**** TEXTAUSSCHNITT

Erst rettet der Torhüter, dann der Pfosten
Das zeigte auch Milinkovic-Savic, als die zweite Halbzeit nur wenige Sekunden alt war. Nach einem haarsträubenden Ballverlust von Nemanja Gudelj tauchte Raphinha frei vor Serbiens Torhüter auf, der auch die bis dahin beste brasilianische Torchance abwehren konnte (46.). Bei der ersten echten Chance für Neymar musste Milinkovic-Savic jedoch nicht eingreifen - der Superstar der "Selecao" verzog nach einer Flanke von Vinicius Junior deutlich (55.).
Erstmals geschlagen war der serbische Torhüter in der 60. Minute. Ein fulminanter Linksschuss von Außenverteidiger Alex Sandro klatschte da an den Pfosten - Milinkovic-Savic wäre da machtlos gewesen (60.). Es war die größte Chance eines einseitigen Spiels und der Beleg dafür, dass Brasilien bei aller Überlegenheit nun auch Gefahr entwickelte.

********
**** DATENEINTRÄGE

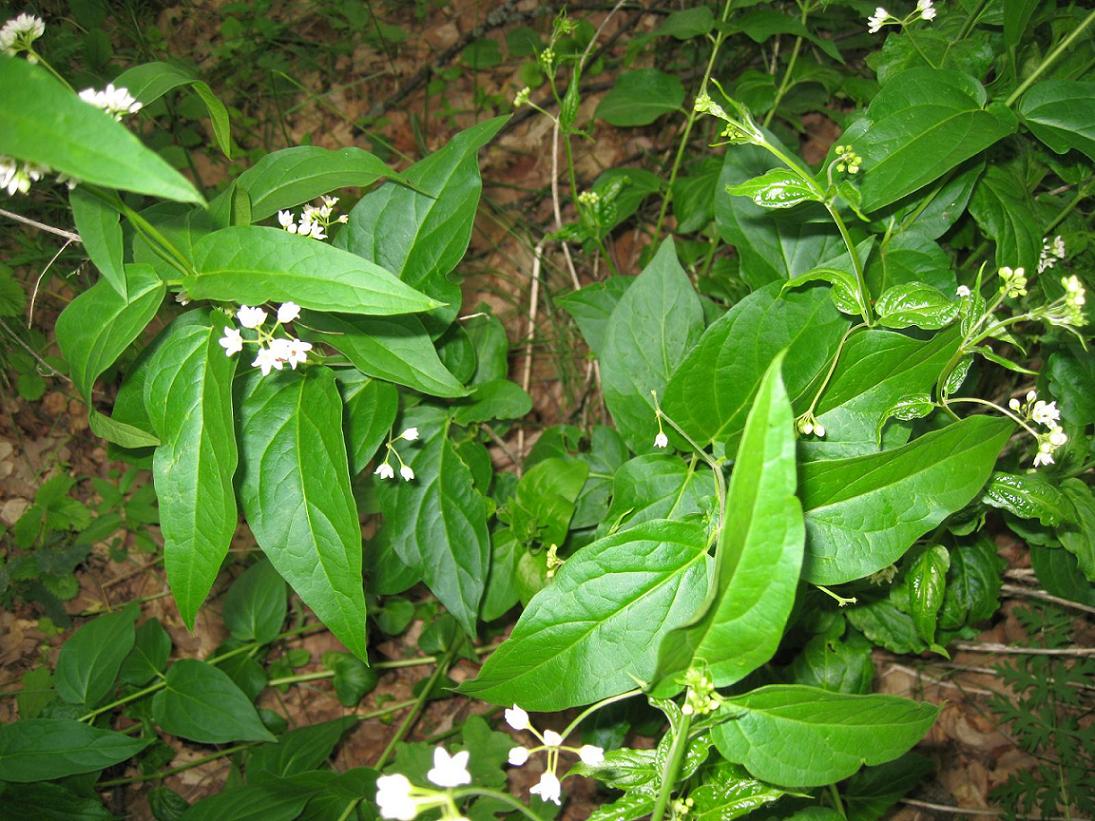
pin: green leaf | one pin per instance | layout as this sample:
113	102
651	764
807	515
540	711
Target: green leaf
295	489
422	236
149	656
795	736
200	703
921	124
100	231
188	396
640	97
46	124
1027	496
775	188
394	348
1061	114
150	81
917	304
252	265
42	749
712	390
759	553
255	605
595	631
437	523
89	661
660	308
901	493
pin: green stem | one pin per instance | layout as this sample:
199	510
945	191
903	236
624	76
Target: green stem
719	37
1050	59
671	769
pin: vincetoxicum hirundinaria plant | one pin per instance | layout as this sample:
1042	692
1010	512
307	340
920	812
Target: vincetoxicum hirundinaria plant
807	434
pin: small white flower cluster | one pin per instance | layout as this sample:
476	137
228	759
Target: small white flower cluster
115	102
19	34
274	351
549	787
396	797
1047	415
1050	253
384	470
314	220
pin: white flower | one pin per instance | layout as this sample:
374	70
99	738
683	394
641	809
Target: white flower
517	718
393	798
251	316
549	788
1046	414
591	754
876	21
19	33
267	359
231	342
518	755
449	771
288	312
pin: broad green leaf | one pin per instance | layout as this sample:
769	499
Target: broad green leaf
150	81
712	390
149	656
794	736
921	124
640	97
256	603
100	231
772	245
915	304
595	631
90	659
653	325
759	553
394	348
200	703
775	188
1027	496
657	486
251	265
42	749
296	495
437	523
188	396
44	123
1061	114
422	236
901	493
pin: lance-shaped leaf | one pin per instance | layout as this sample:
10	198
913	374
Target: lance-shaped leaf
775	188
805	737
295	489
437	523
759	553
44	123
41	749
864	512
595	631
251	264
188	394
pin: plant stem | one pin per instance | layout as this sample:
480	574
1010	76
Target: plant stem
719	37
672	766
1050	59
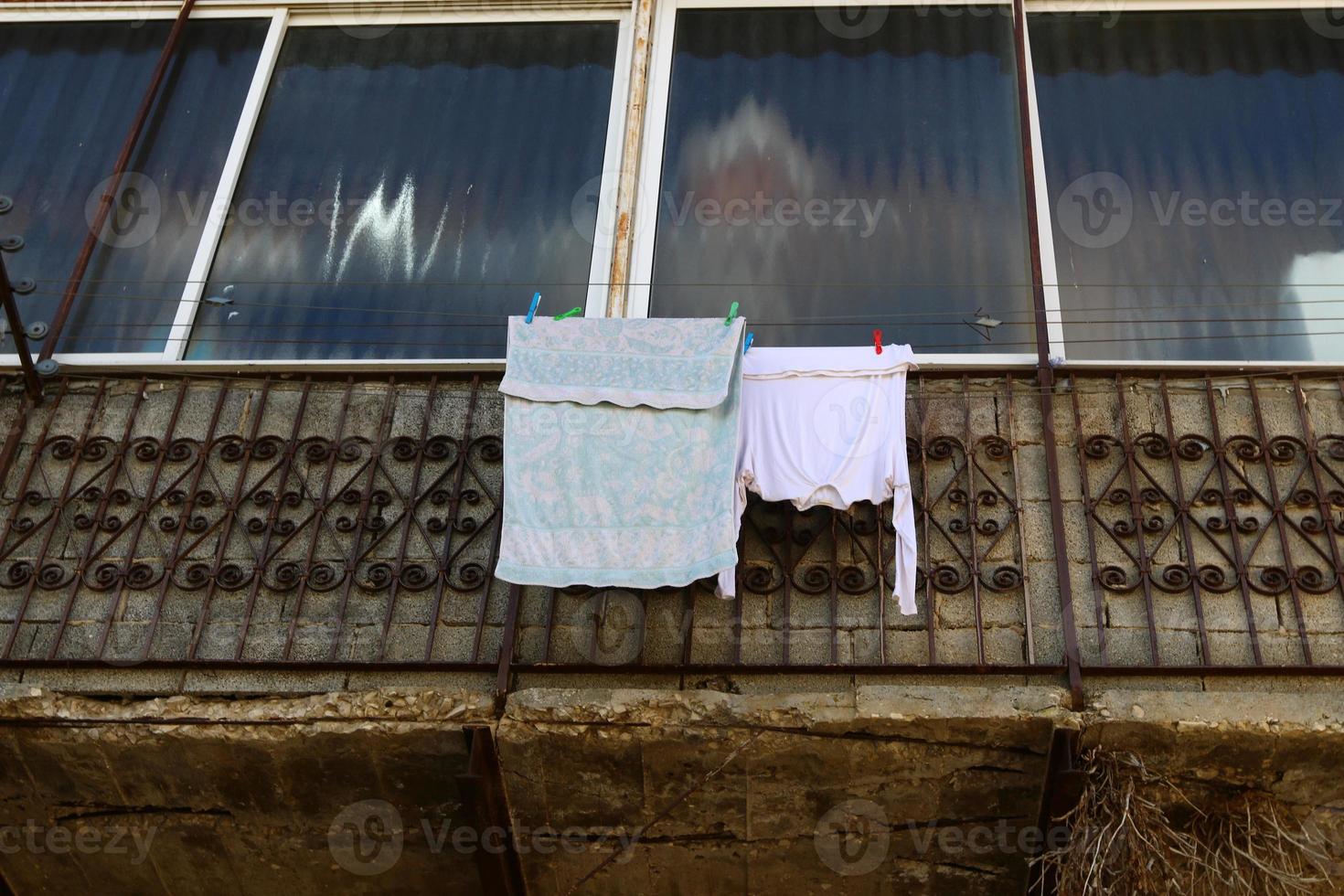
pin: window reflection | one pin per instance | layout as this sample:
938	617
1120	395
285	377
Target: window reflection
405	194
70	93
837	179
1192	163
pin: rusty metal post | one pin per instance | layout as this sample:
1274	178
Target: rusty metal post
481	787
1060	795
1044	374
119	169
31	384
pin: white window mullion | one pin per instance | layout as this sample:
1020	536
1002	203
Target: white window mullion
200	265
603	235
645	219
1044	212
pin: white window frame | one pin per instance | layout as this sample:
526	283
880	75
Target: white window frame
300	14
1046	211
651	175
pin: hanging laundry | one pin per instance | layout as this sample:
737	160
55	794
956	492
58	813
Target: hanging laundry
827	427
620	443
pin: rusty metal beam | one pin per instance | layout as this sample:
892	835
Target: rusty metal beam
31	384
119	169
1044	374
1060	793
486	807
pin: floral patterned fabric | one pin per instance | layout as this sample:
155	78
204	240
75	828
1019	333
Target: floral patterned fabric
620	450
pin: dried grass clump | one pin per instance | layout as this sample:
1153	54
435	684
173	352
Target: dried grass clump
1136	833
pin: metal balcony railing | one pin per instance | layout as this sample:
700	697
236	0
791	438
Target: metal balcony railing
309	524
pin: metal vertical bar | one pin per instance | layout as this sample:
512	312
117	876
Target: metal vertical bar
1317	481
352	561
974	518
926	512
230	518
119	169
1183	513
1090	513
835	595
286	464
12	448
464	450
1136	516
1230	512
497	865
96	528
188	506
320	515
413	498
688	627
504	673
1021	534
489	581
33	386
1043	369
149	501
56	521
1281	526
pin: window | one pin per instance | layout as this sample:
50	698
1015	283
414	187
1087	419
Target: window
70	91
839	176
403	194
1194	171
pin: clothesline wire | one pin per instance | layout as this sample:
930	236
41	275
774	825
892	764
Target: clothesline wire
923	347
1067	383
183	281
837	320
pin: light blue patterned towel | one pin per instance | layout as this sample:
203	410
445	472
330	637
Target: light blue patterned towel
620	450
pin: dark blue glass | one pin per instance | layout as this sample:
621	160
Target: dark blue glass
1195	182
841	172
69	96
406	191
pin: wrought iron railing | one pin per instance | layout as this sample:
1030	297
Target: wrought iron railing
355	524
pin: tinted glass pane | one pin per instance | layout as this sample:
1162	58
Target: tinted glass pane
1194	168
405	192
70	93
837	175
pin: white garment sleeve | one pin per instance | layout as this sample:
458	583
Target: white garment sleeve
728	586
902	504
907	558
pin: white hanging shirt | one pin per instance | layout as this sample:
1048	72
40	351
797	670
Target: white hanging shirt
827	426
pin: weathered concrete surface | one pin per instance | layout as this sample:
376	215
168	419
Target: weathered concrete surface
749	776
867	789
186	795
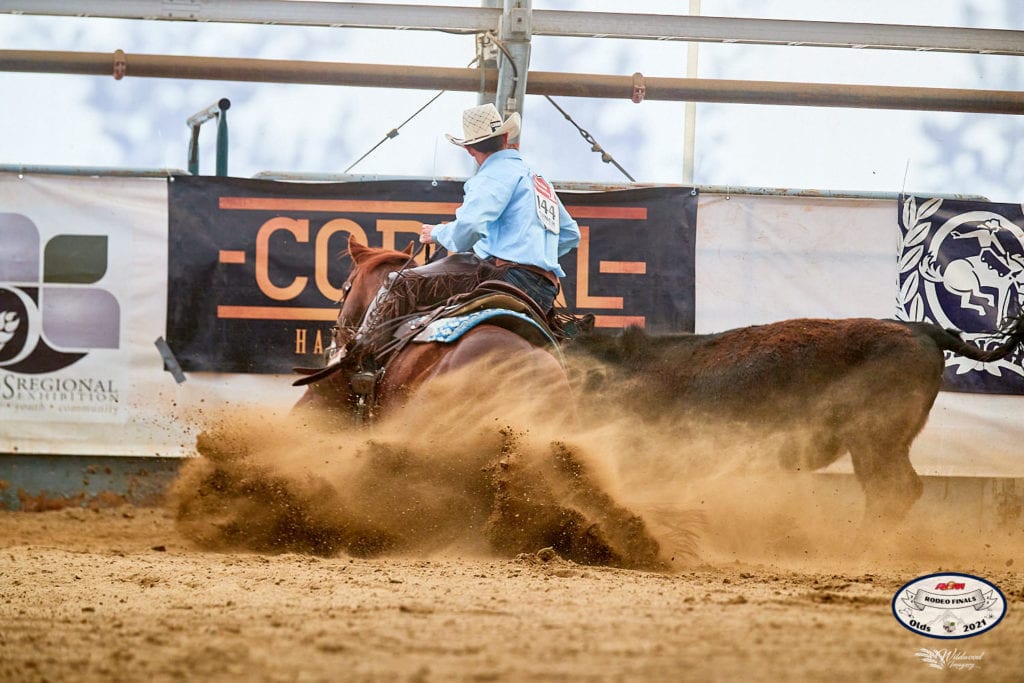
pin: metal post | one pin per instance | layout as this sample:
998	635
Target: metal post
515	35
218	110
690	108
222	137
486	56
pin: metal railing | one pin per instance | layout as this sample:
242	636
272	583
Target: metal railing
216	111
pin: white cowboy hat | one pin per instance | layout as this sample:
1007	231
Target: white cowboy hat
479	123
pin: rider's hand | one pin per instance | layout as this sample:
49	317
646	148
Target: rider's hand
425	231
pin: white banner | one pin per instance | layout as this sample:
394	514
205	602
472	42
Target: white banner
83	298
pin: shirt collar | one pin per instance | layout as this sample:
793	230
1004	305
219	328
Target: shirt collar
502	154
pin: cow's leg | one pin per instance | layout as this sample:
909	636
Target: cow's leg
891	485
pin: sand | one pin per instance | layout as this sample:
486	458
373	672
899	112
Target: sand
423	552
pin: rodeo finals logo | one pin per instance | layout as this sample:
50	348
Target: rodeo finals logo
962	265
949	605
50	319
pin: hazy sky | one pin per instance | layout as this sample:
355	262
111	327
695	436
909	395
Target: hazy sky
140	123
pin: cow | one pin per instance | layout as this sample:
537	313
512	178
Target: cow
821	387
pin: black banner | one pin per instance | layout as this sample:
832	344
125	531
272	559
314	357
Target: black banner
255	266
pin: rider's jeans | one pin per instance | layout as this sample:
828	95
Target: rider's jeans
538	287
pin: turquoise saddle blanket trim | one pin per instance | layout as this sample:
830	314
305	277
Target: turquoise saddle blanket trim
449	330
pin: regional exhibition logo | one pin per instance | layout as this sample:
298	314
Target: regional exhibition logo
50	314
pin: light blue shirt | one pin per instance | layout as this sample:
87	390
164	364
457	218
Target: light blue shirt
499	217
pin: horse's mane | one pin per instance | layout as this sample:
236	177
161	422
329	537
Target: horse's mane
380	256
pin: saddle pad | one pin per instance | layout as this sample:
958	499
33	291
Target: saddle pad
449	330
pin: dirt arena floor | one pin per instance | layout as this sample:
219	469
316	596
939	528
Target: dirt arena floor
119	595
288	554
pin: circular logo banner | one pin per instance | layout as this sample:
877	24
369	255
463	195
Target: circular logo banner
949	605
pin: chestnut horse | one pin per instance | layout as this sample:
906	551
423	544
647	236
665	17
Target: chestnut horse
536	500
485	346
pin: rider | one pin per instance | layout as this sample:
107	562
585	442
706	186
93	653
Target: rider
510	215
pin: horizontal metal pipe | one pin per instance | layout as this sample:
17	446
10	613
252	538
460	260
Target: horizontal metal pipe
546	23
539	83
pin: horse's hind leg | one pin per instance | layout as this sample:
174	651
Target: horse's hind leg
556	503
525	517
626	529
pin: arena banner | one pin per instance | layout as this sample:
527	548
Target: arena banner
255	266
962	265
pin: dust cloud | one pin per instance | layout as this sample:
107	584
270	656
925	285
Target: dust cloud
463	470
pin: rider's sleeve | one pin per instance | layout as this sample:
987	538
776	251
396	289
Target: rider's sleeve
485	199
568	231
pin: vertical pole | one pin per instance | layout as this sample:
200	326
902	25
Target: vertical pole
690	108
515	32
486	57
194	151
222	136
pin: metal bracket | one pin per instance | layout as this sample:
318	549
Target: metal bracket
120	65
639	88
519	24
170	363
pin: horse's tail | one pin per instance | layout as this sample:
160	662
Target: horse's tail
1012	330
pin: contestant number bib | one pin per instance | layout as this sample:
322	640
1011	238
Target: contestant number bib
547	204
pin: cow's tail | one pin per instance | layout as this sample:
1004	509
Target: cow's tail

********

AUFGABE: Führe den Spielbericht über die Partie Brasilien gegen Serbien im Anschluss an seinen letzten Satz fort.

LÖSUNG:
Richarlison erfüllt den Job eines Mittelstürmers
Zu diesem Zeitpunkt waren auch die Zahlen eindeutig: 58 Prozent Ballbesitz, 57 Prozent der Zweikämpfe gewonnen, 14:1 Torschüsse - nur das Erfolgserlebnis fehlte. Das kam jedoch mit dem 16. Versuch. Vinicius Junior zwang Milinkovic-Savic zu einer weiteren Großtat, Mittelstürmer Richarlison staubte aber aus vier Metern ins leere Tor ab - das überfällige 1:0 für Brasilien (63.). Es war erst der 20. Ballkontakt des 25-Jährigen, kein Feldspieler hatte weniger.
Erst danach wurde es auch im brasilianischen Strafraum mal turbulent. Nach einem Eckball wurde das Spielgerät mehrfach gefährlich vor das Tor gebracht, kurz vor der Linie konnte Marquinhos jedoch zweimal klären (70.).
72 Minuten lang dominierte Brasilien, spielte abgeklärt, zeigte Klasse ohne zu glänzen - und dann die ganz große Kunst des Fußballs. Vinicius Junior flankte mit dem Außenrist, Richarlison stoppte den Ball mit dem linken Fuß in die Luft, schraubte sich direkt zum Seitfallzieher in die Luft und knallte das Leder mit rechts ins Netz. Das schönste Tor der bisherigen Weltmeisterschaft, der zweite Treffer für Richarlison, die Vorentscheidung für Brasilien.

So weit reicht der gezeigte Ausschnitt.